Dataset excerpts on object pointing
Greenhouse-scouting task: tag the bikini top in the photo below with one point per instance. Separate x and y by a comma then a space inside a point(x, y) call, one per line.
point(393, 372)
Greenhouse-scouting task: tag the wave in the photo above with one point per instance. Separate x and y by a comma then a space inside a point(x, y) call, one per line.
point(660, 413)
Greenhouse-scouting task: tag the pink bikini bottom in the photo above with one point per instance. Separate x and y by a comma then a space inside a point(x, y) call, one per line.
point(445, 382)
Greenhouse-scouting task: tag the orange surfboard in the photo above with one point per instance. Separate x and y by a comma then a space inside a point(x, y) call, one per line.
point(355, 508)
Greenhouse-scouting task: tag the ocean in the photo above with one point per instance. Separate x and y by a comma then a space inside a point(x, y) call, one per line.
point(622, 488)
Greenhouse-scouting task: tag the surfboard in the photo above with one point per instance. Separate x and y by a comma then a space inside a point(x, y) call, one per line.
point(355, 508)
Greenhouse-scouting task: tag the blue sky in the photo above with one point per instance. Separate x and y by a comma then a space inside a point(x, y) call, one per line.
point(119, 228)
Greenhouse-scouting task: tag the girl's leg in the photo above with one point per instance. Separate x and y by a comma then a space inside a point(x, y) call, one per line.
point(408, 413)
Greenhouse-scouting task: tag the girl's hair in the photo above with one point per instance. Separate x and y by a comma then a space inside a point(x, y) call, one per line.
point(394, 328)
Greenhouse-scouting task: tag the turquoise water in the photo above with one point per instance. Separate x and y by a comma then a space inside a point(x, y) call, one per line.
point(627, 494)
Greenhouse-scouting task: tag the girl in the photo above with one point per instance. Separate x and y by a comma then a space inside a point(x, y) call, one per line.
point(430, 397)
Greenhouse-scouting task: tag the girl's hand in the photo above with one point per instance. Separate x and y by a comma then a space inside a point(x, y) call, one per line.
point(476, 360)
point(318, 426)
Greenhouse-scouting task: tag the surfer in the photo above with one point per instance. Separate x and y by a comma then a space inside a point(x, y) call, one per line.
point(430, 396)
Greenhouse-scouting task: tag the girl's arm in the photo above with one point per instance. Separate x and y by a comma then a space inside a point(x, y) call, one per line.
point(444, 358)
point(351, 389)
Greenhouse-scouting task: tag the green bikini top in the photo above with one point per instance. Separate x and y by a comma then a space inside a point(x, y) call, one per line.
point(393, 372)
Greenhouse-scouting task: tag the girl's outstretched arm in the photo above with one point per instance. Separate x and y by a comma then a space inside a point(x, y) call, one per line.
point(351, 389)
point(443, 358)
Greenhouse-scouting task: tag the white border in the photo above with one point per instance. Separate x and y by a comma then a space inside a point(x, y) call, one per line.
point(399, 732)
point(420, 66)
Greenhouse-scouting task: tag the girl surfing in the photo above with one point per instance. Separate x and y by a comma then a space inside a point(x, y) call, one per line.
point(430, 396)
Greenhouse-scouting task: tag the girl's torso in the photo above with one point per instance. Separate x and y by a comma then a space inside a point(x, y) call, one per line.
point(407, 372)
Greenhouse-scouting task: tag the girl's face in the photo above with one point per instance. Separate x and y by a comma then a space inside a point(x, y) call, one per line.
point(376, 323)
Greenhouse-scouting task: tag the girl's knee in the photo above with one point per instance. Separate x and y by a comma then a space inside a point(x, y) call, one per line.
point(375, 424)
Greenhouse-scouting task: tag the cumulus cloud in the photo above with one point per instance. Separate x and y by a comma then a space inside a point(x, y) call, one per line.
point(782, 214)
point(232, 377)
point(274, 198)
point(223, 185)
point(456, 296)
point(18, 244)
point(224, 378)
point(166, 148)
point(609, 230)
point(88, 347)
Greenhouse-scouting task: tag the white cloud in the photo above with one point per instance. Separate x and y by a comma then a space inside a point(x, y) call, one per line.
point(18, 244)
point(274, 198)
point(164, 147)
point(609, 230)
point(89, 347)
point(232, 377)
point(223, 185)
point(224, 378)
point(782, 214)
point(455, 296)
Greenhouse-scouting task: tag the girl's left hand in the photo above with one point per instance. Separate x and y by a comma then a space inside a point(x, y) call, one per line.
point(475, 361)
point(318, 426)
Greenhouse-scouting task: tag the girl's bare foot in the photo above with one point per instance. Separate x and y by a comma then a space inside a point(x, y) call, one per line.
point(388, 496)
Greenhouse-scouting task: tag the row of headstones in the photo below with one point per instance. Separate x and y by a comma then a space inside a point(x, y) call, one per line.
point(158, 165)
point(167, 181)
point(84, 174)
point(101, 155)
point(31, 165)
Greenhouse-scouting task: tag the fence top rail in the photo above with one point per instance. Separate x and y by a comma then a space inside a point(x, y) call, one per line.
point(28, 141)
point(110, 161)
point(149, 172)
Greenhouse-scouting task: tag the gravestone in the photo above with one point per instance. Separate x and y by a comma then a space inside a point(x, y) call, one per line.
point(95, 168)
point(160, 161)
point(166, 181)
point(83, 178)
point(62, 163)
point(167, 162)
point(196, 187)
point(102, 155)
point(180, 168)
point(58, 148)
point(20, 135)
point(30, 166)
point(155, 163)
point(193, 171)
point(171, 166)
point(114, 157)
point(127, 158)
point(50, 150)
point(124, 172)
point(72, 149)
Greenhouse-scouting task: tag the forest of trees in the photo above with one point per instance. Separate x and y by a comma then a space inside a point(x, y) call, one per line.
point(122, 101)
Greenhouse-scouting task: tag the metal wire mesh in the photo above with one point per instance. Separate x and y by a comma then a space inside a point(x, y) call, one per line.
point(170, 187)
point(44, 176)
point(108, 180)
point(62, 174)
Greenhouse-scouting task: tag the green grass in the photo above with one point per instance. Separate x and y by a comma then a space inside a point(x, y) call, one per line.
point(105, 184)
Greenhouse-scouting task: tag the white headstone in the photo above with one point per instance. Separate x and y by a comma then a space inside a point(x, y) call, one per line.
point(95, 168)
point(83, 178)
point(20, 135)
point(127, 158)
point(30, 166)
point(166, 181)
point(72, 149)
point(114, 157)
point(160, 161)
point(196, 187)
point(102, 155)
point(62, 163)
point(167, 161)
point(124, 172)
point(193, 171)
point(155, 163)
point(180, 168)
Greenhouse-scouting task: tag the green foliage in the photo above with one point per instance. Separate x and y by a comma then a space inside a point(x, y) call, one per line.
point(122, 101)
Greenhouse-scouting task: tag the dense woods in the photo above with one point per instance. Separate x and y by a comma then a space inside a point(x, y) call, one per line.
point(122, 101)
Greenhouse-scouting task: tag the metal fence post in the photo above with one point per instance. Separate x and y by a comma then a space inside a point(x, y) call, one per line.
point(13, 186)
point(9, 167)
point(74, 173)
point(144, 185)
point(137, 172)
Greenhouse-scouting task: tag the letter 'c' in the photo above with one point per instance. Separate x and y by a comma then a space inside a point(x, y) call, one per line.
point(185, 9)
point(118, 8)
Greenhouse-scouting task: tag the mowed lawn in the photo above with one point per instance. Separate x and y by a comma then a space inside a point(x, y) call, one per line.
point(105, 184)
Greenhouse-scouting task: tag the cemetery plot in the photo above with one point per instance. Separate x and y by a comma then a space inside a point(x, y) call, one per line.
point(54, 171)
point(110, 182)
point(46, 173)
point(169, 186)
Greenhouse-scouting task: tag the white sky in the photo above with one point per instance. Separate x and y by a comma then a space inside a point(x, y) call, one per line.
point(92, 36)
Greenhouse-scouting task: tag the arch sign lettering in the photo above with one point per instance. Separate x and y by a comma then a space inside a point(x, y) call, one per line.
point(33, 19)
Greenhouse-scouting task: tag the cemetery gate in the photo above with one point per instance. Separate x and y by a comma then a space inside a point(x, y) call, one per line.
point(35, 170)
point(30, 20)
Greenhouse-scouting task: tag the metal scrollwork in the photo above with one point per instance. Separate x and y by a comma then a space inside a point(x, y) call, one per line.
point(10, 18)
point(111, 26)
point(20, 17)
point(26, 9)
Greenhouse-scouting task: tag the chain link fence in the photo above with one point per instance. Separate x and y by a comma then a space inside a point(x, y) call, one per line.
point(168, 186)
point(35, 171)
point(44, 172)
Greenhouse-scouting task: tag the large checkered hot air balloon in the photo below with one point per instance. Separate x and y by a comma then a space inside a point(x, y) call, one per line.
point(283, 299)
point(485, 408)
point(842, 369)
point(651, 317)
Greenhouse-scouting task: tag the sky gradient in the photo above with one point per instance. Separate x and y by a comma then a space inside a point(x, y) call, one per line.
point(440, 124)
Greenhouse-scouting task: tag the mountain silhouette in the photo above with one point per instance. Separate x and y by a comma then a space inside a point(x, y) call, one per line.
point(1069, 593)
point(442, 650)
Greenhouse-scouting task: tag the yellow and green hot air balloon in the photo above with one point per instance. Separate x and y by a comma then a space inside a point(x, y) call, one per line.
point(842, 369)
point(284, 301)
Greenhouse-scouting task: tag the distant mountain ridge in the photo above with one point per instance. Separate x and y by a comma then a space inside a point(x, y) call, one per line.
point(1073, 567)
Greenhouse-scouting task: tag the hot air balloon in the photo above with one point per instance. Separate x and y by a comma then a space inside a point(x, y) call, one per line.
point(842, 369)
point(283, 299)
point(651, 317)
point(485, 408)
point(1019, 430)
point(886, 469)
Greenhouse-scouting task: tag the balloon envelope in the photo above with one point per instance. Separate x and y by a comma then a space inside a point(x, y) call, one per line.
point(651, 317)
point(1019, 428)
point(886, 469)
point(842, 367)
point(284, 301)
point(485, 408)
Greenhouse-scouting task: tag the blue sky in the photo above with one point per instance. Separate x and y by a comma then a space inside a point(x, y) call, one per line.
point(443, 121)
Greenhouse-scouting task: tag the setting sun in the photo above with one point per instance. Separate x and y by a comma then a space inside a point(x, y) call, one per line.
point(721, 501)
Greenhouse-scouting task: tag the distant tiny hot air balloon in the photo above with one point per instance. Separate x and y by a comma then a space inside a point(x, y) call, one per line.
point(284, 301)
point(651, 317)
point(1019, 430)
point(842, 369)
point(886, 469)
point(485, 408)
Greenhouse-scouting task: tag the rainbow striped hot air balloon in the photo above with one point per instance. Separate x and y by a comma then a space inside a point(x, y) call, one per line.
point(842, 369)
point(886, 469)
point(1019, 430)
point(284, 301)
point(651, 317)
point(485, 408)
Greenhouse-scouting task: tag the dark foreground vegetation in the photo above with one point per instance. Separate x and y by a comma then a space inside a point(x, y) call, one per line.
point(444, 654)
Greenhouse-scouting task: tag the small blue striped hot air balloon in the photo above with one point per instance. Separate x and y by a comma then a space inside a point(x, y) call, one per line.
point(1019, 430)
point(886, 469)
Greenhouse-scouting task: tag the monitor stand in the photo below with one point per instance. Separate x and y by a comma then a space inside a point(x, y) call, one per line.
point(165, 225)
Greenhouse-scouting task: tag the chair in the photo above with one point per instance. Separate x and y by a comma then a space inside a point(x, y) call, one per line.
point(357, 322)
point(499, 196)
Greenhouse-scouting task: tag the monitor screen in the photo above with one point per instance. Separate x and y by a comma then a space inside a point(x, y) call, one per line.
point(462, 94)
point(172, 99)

* _SET EXERCISE_: Convert the rows between the lines holding "Greenhouse-scouting task: tag the metal wire" and "point(92, 36)", inclusive, into a Markdown table with the columns Number and Text, omitting blank lines.

* _ANSWER TO THE TASK_:
| Number | Text |
|---|---|
| 1 | Greenhouse-scouting task: tag the metal wire mesh in the photo above with one point per instance. Separate x and y by a comma then a space inside a point(x, y) call, one per line. |
| 2 | point(170, 187) |
| 3 | point(44, 176) |
| 4 | point(108, 180) |
| 5 | point(62, 174) |
| 6 | Greenhouse-scouting task: tag the green grass in the photo above with one point per instance. Separate x and y by a comma then a space inside a point(x, y) call, one per line. |
| 7 | point(105, 184) |
| 8 | Greenhouse-scouting task: tag the white headstone in the photo above with one point per instance. Separate x and y by a comma then a space inside a point(x, y) call, one per line. |
| 9 | point(95, 168) |
| 10 | point(83, 178) |
| 11 | point(20, 135) |
| 12 | point(127, 158) |
| 13 | point(30, 166) |
| 14 | point(166, 181) |
| 15 | point(72, 149) |
| 16 | point(114, 157) |
| 17 | point(160, 161) |
| 18 | point(196, 187) |
| 19 | point(102, 155) |
| 20 | point(62, 163) |
| 21 | point(167, 161) |
| 22 | point(124, 172) |
| 23 | point(193, 171) |
| 24 | point(155, 163) |
| 25 | point(180, 168) |
| 26 | Greenhouse-scouting task: tag the green foliage in the photo above with one point per instance. Separate x and y by a comma then a space inside a point(x, y) call, one per line. |
| 27 | point(122, 101) |
| 28 | Greenhouse-scouting task: tag the dense woods in the photo above with one point per instance. Separate x and y by a comma then a space inside a point(x, y) call, one per line. |
| 29 | point(122, 101) |
| 30 | Greenhouse-scouting task: tag the metal fence post in the photo above with one point per instance. Separate x and y by a comma then a space inside a point(x, y) call, one per line. |
| 31 | point(13, 186) |
| 32 | point(9, 167) |
| 33 | point(74, 173) |
| 34 | point(144, 185) |
| 35 | point(137, 172) |
| 36 | Greenhouse-scouting task: tag the letter 'c' in the photo above with one point per instance. Separate x and y by a comma then a space inside a point(x, y) call, one per line. |
| 37 | point(185, 9) |
| 38 | point(118, 8) |
| 39 | Greenhouse-scouting task: tag the mowed lawn in the photo above with one point per instance. Separate x and y by a comma then a space inside a point(x, y) call, one per line. |
| 40 | point(105, 184) |
| 41 | Greenhouse-scouting task: tag the cemetery plot in the photo above with one point per instance. Separate x and y by a comma then a space inside a point(x, y) call, one per line. |
| 42 | point(54, 171) |
| 43 | point(110, 182) |
| 44 | point(46, 173) |
| 45 | point(169, 186) |
| 46 | Greenhouse-scouting task: tag the white sky in the photo above with one point per instance. Separate x and y by a comma then a space inside a point(x, y) call, one per line. |
| 47 | point(92, 36) |